■ **PROBLEM DESCRIPTION**: Copy the part of the food label guide from "People often consider" up to and including "of servings consumed.", substituting "box" for "container".

■ **EXERCISE TEXT**:
An Athlete’s Guide to Food Labels
If you want to change the way your body looks, feels or performs, you can start by learning more about what you’re putting into it. For people trying to improve athletic performance or gain muscle mass, choosing the right mix of foods can be crucial, and understanding food labels can help you to compare products and build a strategic diet for your unique training and performance goals.
People often consider one package to be one “serving,” but there could actually be multiple servings per container. Serving sizes can also differ between similar types of foods, and may not always equal the amount you normally eat. For an accurate estimate of what you’re consuming, multiply the nutrition information listed on the Nutrition Facts panel by the number of servings consumed.
Food labels are essential to knowing how many calories you ingest in a day, as well as the source of those calories. Remember that Fat-Free and No Sugar don’t always mean low in calories. It’s also useful to know that each macronutrient provides a different amount of calories; protein and carbohydrates each contain four calories per gram, while fat contains nine calories per gram. Tracking your calorie consumption throughout the day will help ensure that your body has enough fuel to perform at its best.
Fat can be an important source of energy in your diet, but it should be consumed in moderation. Total Fat on the label includes fats that are good for you, such as monounsaturated, polyunsaturated and omega-3 fats (usually from liquid and plant sources, such as canola oil and nuts), as well as fats that are unhealthy, such as saturated and trans fats (from animal or vegetable sources), which are considered detrimental to heart health and should be kept to a minimum. The amount of total fat may not be as significant as whether it is healthy fat or unhealthy fat. Try limiting saturated fats to no more than 1/3 of your total daily fat intake.
Percent Daily Value
The Percent Daily Value (or %DV, as it is often shown on the label) tells you how much of a nutrient is in each serving. It is expressed as a percentage of your total daily allowance for that nutrient, and is based on a 2,000-calorie diet. However, this is less than most athletes require on a daily basis so first consider what your goals require.
Sodium is typically found in high quantities in processed and refined foods, and for most of the population, moderate intake is often recommended. Athletes, on the other hand, lose large amounts of sodium through sweat so your requirements may be different when participating in sustained activities.
These essential nutrients are the body’s premium source of energy and fuel your muscles and your brain during activity. The label lists them as Total Carbohydrates and breaks them down by type: Sugars (simple carbohydrates), Fiber and Other, which are the complex carbohydrates that are optimal for your body. The sugar, fiber, and other carbohydrates will add up to the Total Carbohydrates. Fiber is a carbohydrate listed with Nutrition Facts as it is essential for daily and long-term health. To make the most use of this information, first determine how much carbohydrate you need for your training or sport competition.
Proteins are involved in the development, growth, and repair of muscle and other bodily tissues, and are therefore critical for recovery from intense physical training. The Protein listing, measured in grams, tells you how much total protein is in a single serving of a food. While there are differences in the biological value and effects of various protein sources, there is usually no distinction made for the type of protein or the source on the food label. Most people get enough protein through their regular diets, however it is not always the optimal type. Go for lean cuts of meat and poultry, nuts, seeds, beans, and dairy such as yogurt whenever possible.

(Image point grounding data)
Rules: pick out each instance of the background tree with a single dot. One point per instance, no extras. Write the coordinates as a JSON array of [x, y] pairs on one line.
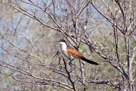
[[102, 30]]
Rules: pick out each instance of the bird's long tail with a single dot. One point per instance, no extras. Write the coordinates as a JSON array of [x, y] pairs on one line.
[[89, 61]]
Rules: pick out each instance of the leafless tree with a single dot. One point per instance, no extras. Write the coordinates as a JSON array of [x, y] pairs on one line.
[[107, 28]]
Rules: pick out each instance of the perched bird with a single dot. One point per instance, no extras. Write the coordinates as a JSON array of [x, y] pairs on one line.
[[71, 53]]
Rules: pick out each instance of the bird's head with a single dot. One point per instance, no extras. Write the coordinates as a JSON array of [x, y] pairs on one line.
[[62, 42]]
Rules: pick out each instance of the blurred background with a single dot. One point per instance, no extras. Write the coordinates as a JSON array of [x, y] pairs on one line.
[[30, 29]]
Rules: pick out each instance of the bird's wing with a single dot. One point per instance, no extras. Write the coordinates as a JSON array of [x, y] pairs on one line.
[[73, 52]]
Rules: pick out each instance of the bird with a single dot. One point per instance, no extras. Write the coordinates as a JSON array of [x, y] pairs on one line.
[[71, 53]]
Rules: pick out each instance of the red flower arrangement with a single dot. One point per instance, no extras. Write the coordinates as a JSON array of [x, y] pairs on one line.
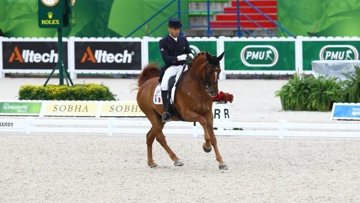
[[223, 98]]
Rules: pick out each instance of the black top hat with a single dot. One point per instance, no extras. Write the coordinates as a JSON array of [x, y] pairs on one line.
[[175, 23]]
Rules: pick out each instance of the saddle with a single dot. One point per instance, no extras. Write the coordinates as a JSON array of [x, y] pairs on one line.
[[173, 82]]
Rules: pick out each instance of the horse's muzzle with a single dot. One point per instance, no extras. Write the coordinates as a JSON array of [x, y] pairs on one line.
[[213, 92]]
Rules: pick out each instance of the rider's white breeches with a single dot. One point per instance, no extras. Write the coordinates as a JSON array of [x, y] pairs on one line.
[[172, 70]]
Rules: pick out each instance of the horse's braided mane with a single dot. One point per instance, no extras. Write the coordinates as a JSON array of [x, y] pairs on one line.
[[152, 70]]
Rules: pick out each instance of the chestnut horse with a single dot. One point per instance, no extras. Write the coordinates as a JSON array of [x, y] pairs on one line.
[[192, 101]]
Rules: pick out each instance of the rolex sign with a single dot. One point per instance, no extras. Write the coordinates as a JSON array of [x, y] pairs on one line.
[[53, 13]]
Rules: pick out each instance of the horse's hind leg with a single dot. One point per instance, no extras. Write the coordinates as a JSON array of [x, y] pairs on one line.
[[156, 132], [161, 139], [150, 137]]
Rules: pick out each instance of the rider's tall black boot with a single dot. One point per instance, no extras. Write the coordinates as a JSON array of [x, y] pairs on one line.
[[166, 101]]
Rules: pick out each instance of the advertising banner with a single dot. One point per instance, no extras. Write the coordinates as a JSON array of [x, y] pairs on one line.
[[23, 108], [70, 108], [329, 50], [120, 108], [12, 124], [345, 111], [195, 46], [31, 55], [260, 55], [112, 55]]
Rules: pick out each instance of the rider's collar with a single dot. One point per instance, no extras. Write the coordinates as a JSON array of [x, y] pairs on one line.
[[175, 38]]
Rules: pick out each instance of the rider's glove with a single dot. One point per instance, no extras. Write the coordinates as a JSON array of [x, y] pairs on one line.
[[190, 56], [182, 57]]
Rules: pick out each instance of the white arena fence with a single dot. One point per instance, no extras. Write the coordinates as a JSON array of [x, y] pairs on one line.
[[114, 126]]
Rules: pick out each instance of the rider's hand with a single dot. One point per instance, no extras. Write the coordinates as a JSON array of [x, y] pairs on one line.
[[182, 57], [190, 56]]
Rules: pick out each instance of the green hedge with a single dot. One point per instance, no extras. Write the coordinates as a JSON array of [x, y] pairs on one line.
[[92, 92], [318, 94]]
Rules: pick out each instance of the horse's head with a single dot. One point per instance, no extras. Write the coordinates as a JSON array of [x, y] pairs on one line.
[[208, 71]]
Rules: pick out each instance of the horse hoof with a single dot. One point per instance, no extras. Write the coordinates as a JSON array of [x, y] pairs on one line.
[[153, 165], [178, 163], [207, 149], [223, 167]]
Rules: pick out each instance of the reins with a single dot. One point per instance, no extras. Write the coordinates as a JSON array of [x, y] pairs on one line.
[[206, 83]]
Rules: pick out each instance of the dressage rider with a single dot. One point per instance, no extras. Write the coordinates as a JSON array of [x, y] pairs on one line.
[[174, 50]]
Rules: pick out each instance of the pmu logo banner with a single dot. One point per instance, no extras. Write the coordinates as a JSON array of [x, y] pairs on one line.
[[260, 55], [32, 55], [195, 47], [108, 55], [329, 50]]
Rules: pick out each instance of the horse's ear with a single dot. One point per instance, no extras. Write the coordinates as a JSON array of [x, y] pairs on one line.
[[221, 55], [207, 55]]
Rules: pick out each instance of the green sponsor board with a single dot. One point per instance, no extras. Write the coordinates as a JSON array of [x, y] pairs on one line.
[[329, 50], [195, 46], [20, 107], [260, 55], [319, 17]]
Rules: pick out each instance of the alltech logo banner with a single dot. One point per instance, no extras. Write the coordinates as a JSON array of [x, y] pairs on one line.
[[108, 55], [260, 55], [31, 55]]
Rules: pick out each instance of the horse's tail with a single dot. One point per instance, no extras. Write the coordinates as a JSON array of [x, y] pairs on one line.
[[151, 70]]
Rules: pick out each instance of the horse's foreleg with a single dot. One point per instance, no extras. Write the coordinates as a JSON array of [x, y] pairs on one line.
[[161, 139], [222, 165], [150, 137], [195, 117]]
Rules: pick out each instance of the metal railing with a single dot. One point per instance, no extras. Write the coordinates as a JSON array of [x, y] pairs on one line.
[[209, 31]]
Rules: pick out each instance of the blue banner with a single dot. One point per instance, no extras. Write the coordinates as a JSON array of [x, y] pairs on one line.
[[346, 111]]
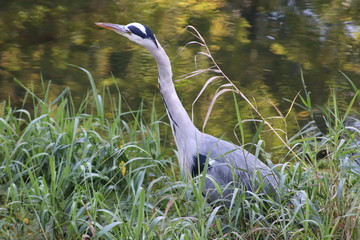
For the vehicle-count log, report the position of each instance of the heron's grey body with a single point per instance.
(228, 164)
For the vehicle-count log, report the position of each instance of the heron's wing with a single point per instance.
(230, 163)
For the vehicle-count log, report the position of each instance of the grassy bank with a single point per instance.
(88, 172)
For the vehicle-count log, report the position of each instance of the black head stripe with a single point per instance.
(141, 34)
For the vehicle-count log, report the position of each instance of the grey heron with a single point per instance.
(226, 163)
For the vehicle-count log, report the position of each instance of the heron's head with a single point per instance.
(136, 32)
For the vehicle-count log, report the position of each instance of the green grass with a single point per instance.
(88, 172)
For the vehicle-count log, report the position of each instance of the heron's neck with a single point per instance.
(181, 123)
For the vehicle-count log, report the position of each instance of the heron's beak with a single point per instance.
(115, 27)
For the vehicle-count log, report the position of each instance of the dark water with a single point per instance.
(262, 46)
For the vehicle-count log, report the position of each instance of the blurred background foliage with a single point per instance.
(261, 45)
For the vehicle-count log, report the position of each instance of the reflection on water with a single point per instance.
(261, 45)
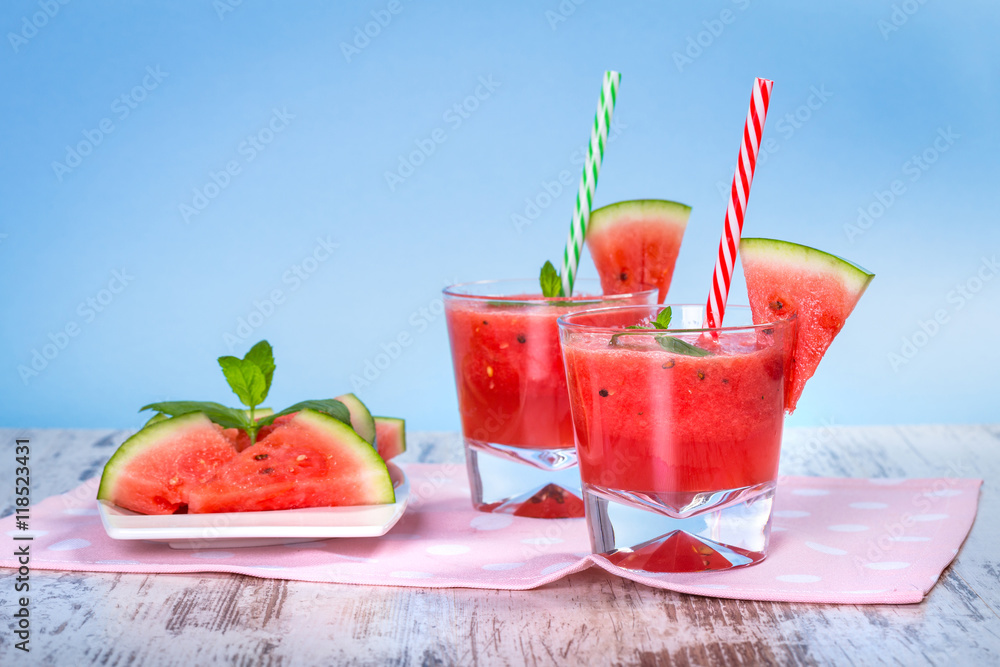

■ **RESULT**:
People often consider one package to be one “serving,” but there could actually be multiple servings per box. Serving sizes can also differ between similar types of foods, and may not always equal the amount you normally eat. For an accurate estimate of what you’re consuming, multiply the nutrition information listed on the Nutrition Facts panel by the number of servings consumed.